Artículo |
%%
T. S. Eliot describe la desolación y la esterilidad del reino del Rey Pescador en su poema La tierra baldía, que tiene a la leyenda del Santo Grial como uno de sus temas principales. El poema describe un país espiritualmente árido donde vivimos en un estado de sequía perpetua, sintiendo la vida como una sedienta espera —sin amor y sin sentido— de la lluvia que nunca llega e incapaces de escapar al aislamiento emocional generalizado y la actividad infructuosa.

Para que la vida vuelva a la tierra baldía hay que curar la herida del Rey Pescador. El monarca puede equiparase al principio psicológico que rige la mente, el que el yo emplea para sospesar el valor de las cosas y tomar decisiones. Par muchos individuos, y desde luego para el conjunto de nuestra cultura, el principio rector es el racionalismo o pensamiento científico. En la Leyenda del Santo Grial, se encuentra separado del vaso de la comunión espiritual, que traerá la curación y la prosperidad. La herida incurable es el resultado del cercenamiento de una conexión esencial para el bienestar. El rey apartado del Grial es el ego racional escindido de la espiritualidad, el pensamiento separado de la intuición, la personalidad lineal «tipo A», propensa a ataques al corazón, escindida de cuanto no es racional y aporta sentido.

El rey no puede tocar el Grial ni dejar que este lo sane hasta que un joven inocente, a veces descrito como un inocente «idiota», entre en escena. Desde el punto de vista del principio rector, que aquí es el pensamiento racional, la herida permanecerá continuamente abierta y sin cicatrizar hasta que un nuevo elemento ingrese en la situación psicológica. Acaso sólo el elemento joven, inocente e ingenuo de la psique —que será considerado idiota por el pensamiento prosaico— pueda sentir admiración y reverencia ante el Grial, un símbolo de Cristo, y formular preguntas sobre el sentido que a continuación restaures la conexión entre el yo y el sí mismo. En ese momento, el paisaje interior, que había sido un árido destino o tierra baldía, puede florecer y poblarse de verde una vez más, conforme la emoción y la espiritualidad —los elementos irracionales en contacto con el sustrato simbólico del inconsciente— advengan a la personalidad.
%%
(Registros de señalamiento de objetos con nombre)
%%
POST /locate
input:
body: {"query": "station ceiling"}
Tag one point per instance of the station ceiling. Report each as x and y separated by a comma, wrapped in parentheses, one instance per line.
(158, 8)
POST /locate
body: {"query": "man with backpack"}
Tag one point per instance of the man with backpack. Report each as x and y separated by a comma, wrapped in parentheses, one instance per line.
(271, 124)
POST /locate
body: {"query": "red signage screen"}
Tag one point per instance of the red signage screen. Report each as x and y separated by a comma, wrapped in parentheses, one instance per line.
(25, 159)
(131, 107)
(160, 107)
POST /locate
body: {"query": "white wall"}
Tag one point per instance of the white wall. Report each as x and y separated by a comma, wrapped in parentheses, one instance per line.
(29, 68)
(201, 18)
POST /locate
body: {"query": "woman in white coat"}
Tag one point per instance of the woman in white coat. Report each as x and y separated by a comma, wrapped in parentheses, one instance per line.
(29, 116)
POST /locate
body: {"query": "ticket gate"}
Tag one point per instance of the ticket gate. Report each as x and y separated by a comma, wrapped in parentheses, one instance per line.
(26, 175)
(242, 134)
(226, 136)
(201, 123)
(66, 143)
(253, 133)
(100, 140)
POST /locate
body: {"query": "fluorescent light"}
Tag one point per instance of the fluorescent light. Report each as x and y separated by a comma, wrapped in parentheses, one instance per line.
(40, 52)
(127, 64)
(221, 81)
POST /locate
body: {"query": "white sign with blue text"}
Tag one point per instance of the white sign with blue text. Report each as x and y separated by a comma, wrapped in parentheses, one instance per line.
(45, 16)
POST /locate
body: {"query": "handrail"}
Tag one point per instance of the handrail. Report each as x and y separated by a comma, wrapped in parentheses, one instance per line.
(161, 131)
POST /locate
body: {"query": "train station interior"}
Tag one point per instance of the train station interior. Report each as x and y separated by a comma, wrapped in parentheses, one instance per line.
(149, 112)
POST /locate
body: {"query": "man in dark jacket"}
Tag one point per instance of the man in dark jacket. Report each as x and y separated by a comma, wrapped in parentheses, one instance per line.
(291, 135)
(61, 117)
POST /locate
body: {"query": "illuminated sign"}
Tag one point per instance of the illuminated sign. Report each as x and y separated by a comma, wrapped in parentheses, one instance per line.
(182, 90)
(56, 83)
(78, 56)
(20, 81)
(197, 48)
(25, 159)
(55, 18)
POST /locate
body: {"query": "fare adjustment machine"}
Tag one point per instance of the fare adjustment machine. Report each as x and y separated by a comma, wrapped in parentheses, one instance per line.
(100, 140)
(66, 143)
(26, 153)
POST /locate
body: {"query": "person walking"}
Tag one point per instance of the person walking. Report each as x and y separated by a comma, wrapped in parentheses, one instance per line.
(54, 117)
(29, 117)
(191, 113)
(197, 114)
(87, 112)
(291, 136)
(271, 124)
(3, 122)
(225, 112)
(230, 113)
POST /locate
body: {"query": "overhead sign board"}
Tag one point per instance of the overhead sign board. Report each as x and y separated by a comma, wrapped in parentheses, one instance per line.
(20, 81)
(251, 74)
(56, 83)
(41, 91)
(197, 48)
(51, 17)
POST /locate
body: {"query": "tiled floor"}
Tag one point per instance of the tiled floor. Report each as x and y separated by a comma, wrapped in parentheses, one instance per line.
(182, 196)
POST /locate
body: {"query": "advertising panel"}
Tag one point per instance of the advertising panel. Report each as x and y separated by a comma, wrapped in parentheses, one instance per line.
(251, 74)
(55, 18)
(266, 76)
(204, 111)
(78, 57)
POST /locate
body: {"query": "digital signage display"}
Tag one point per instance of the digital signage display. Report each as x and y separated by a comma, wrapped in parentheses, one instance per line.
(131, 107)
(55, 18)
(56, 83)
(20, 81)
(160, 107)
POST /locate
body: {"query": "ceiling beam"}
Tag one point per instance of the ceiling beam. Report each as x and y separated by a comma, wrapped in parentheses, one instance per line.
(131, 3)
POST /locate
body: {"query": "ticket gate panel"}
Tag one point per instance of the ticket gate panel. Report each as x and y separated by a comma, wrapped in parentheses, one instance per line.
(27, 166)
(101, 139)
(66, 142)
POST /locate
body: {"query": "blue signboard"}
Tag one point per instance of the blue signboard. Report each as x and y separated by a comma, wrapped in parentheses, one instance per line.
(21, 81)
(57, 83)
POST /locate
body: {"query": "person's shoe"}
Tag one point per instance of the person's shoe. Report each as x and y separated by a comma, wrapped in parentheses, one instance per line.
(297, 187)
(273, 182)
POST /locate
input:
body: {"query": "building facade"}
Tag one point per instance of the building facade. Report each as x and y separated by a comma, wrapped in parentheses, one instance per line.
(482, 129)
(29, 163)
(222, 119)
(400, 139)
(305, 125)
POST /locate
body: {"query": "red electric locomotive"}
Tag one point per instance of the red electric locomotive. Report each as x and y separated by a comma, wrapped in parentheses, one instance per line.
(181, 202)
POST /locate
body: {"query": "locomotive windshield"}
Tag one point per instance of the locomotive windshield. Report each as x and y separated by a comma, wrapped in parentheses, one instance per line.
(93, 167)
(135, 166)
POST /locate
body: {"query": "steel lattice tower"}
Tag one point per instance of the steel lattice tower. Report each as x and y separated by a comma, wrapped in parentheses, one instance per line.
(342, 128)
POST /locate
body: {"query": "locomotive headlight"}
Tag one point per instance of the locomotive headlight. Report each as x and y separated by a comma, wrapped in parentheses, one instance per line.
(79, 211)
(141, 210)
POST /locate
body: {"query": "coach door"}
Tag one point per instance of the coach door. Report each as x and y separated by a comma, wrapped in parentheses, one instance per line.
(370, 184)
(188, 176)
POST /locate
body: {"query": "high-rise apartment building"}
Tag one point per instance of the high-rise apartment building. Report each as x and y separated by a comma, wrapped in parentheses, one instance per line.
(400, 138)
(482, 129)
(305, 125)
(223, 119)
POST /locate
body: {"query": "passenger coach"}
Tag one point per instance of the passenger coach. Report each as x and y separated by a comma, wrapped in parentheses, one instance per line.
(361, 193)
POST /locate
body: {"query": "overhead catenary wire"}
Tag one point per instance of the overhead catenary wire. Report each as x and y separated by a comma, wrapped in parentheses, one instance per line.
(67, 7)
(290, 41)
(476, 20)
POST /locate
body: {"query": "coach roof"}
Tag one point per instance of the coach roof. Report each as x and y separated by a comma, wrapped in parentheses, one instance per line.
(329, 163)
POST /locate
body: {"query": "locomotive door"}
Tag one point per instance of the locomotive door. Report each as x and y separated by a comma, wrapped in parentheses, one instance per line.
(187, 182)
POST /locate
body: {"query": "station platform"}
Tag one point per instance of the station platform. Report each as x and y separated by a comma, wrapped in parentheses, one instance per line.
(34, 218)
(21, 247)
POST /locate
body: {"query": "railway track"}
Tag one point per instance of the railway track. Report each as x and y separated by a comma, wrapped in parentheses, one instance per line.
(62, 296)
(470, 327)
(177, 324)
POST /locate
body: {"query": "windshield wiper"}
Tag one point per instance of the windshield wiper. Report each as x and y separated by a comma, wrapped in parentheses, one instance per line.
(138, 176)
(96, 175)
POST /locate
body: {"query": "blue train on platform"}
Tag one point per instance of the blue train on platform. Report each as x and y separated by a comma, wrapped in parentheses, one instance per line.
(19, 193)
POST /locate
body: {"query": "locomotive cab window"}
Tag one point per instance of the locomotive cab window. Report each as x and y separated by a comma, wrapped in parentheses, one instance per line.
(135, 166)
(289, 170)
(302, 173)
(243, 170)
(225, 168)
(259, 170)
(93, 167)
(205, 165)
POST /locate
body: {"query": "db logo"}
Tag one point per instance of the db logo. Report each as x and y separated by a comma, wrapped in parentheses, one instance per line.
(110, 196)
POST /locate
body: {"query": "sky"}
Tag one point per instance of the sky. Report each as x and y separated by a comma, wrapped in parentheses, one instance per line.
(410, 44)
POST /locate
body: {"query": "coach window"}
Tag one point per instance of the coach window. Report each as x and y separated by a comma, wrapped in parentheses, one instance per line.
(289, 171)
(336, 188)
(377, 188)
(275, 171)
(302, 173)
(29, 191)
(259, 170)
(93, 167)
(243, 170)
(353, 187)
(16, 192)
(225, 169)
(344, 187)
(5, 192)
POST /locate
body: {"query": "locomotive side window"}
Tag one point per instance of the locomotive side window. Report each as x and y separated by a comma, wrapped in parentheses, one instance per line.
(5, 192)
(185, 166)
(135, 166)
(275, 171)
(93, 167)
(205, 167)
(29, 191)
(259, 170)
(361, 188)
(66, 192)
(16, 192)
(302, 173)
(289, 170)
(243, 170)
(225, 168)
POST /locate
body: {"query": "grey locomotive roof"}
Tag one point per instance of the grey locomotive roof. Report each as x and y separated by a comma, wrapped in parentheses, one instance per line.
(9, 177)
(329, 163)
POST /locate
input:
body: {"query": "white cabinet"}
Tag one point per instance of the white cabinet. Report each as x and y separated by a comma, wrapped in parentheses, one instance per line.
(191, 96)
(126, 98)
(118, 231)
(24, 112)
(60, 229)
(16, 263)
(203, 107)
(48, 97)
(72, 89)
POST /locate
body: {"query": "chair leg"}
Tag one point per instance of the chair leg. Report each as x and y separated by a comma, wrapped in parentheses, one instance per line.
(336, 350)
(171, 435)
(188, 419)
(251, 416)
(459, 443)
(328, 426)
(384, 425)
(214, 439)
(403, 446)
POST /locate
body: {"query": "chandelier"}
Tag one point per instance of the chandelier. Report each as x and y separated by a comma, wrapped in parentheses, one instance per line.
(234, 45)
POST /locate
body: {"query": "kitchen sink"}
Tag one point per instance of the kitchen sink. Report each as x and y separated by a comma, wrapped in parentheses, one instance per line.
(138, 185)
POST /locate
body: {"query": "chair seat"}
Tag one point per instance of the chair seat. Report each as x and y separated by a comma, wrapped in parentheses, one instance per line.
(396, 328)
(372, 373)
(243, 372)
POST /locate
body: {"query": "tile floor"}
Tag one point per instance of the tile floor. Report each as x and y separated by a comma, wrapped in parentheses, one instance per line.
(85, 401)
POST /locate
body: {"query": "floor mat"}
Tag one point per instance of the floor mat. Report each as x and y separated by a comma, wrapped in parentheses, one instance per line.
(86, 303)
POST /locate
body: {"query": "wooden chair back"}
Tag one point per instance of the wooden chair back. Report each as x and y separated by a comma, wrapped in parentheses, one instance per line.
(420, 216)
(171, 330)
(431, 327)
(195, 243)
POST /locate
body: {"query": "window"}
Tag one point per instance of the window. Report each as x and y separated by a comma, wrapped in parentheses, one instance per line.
%%
Qué hacer |
1. Reescribe el artículo sobre el Rey Pescador desde «T. S. Eliot» hasta «la actividad infructuosa.», cambiando el nombre «Rey Pescador» por «Rey Herido».
2. Según el artículo sobre el Rey Pescador, ¿cuál es el principio rector para muchos individuos y para el conjunto de nuestra cultura?
3. En el artículo sobre el Rey Pescador, ¿qué tres equivalencias se dan para el rey apartado del Grial?
El listado no interviene en nada de esto.

Respuestas dadas |
1.
T. S. Eliot describe la desolación y la esterilidad del reino del Rey Herido en su poema La tierra baldía, que tiene a la leyenda del Santo Grial como uno de sus temas principales. El poema describe un país espiritualmente árido donde vivimos en un estado de sequía perpetua, sintiendo la vida como una sedienta espera —sin amor y sin sentido— de la lluvia que nunca llega e incapaces de escapar al aislamiento emocional generalizado y la actividad infructuosa.

2. El racionalismo o pensamiento científico.

3.
- El ego racional escindido de la espiritualidad
- El pensamiento separado de la intuición
- La personalidad lineal «tipo A», propensa a ataques al corazón, escindida de cuanto no es racional y aporta sentido